**TASK STATEMENT**
In the material, copy everything from the line containing "Place a point on the tall" down to the line containing "<point>85,305</point>", swapping "tall grass" for "meadow grass" and leaving all else untouched.

++++ EXERCISE INPUTS

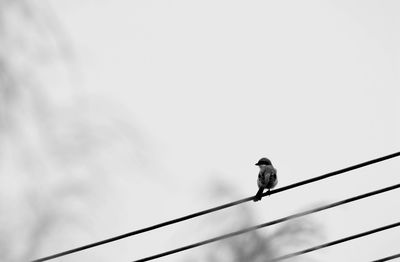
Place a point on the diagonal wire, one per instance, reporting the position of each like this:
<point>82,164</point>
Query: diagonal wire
<point>345,239</point>
<point>214,209</point>
<point>280,220</point>
<point>387,258</point>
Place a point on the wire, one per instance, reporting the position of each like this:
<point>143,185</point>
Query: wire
<point>363,234</point>
<point>210,210</point>
<point>246,230</point>
<point>387,258</point>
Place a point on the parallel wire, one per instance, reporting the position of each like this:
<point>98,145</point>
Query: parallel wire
<point>249,229</point>
<point>345,239</point>
<point>214,209</point>
<point>387,258</point>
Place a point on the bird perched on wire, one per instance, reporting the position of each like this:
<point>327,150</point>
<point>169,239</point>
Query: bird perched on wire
<point>267,177</point>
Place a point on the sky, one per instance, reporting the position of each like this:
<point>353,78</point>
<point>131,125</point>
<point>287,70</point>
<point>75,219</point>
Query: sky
<point>212,86</point>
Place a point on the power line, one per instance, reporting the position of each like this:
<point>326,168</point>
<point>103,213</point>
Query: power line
<point>387,258</point>
<point>363,234</point>
<point>210,210</point>
<point>280,220</point>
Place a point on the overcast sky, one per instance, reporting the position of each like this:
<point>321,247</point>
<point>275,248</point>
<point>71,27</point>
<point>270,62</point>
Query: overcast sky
<point>215,85</point>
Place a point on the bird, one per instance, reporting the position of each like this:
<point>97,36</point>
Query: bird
<point>267,177</point>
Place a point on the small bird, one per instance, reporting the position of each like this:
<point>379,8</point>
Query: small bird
<point>266,177</point>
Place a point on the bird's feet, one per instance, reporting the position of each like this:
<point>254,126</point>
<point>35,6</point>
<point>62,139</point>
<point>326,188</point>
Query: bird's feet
<point>257,198</point>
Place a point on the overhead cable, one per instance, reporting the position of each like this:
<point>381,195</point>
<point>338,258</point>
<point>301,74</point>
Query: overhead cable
<point>214,209</point>
<point>252,228</point>
<point>345,239</point>
<point>387,258</point>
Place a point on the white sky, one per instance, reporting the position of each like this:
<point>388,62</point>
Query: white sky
<point>215,85</point>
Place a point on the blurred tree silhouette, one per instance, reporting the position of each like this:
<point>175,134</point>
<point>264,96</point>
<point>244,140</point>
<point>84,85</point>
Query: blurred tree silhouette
<point>52,153</point>
<point>255,246</point>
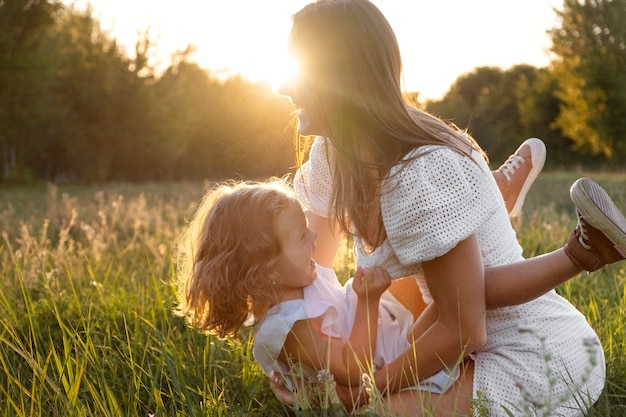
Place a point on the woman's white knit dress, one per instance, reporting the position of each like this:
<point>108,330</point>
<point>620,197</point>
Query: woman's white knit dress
<point>542,354</point>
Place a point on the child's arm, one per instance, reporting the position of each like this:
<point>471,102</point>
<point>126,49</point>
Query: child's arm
<point>309,346</point>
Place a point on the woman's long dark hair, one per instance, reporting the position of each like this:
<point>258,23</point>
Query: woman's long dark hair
<point>349,53</point>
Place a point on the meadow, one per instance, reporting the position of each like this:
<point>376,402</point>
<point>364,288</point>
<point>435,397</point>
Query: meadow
<point>86,299</point>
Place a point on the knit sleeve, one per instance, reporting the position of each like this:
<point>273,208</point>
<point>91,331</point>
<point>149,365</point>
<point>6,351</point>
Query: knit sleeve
<point>434,201</point>
<point>313,181</point>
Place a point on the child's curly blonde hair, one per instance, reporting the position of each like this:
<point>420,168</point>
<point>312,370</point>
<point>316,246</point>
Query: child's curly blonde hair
<point>227,256</point>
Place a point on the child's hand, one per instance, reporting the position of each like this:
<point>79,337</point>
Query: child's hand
<point>370,282</point>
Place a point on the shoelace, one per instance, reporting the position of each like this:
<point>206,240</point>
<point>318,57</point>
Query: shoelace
<point>583,233</point>
<point>511,165</point>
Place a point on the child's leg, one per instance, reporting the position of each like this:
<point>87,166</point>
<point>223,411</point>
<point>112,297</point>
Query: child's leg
<point>599,239</point>
<point>517,174</point>
<point>408,293</point>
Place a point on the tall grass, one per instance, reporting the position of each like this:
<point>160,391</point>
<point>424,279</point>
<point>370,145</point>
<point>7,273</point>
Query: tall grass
<point>85,305</point>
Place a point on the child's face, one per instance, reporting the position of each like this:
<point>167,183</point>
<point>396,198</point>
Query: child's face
<point>295,265</point>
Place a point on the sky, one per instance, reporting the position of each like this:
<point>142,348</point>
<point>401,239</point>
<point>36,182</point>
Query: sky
<point>439,39</point>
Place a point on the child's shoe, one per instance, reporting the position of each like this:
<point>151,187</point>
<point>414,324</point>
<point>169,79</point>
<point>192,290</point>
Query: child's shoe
<point>518,173</point>
<point>599,238</point>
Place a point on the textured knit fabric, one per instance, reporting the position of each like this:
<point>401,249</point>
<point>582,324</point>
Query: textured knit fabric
<point>542,354</point>
<point>327,299</point>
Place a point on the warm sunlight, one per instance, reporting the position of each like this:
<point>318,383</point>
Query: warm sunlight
<point>439,40</point>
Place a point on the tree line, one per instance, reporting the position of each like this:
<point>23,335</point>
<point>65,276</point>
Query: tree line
<point>76,107</point>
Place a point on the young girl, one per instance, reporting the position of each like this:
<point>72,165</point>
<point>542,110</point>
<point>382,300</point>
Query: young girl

++++++++

**REPLY**
Place a point on the meadow grass, one per instance, reporting the position of each like this:
<point>160,391</point>
<point>424,279</point>
<point>370,145</point>
<point>7,273</point>
Query: meadow grass
<point>85,305</point>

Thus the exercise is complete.